• The task: Reproduce the listing below character for character; drop every image.

• Dataset records:
* BEGIN *

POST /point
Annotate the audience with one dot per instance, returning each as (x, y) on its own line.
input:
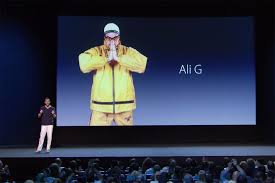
(150, 171)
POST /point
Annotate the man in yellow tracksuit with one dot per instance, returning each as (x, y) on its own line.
(113, 92)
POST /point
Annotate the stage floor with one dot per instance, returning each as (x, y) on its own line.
(172, 151)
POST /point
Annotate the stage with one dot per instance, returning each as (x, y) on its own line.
(171, 151)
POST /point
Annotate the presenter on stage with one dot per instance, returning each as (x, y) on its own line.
(113, 92)
(46, 114)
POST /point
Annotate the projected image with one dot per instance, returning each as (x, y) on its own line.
(124, 71)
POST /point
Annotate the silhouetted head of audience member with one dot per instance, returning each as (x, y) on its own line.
(187, 178)
(147, 163)
(58, 161)
(73, 165)
(270, 165)
(54, 170)
(209, 178)
(241, 179)
(226, 160)
(202, 176)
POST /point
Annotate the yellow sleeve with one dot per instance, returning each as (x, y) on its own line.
(133, 60)
(91, 60)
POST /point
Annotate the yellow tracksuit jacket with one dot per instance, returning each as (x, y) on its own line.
(113, 89)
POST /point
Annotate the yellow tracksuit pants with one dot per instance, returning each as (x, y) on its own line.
(106, 119)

* END *

• Written response:
POST /point
Annotate the audience with one dot per instance, returning each as (x, y) on its own line.
input:
(150, 171)
POST /point
Annotate the man in yellow tracksuit with one dot per instance, returning each as (x, y) on its own line.
(113, 92)
POST /point
Annotate the stage floor with one dot per instance, returning each as (x, y) on its own line.
(172, 151)
POST /point
Annotate the stage with one dot per instance, returning each as (x, y) on its own line.
(171, 151)
POST /point
Annotate the presenter on stage with one dot per instance, returning each as (x, y) on its own line.
(113, 92)
(46, 114)
POST /point
Annotate the projected image with one dot per instance, returning each as (x, y) on its own line.
(124, 71)
POST /point
Annotate the silhouetted head of audience member with one dot per instance, returning each as (x, y) on its own line.
(187, 178)
(147, 163)
(58, 161)
(73, 165)
(270, 165)
(54, 170)
(209, 178)
(241, 179)
(226, 160)
(202, 176)
POST /point
Annotate the yellow sleeve with one dot per instance, returning each as (x, y) on its own line.
(133, 60)
(91, 60)
POST /point
Annotate the yellow tracksuit jacket with one dot per instance, returning each as (x, y) on its own line.
(113, 89)
POST /point
Annotate the yellow tracksuit pants with one dot per instance, returning each as (x, y) on its own line.
(106, 119)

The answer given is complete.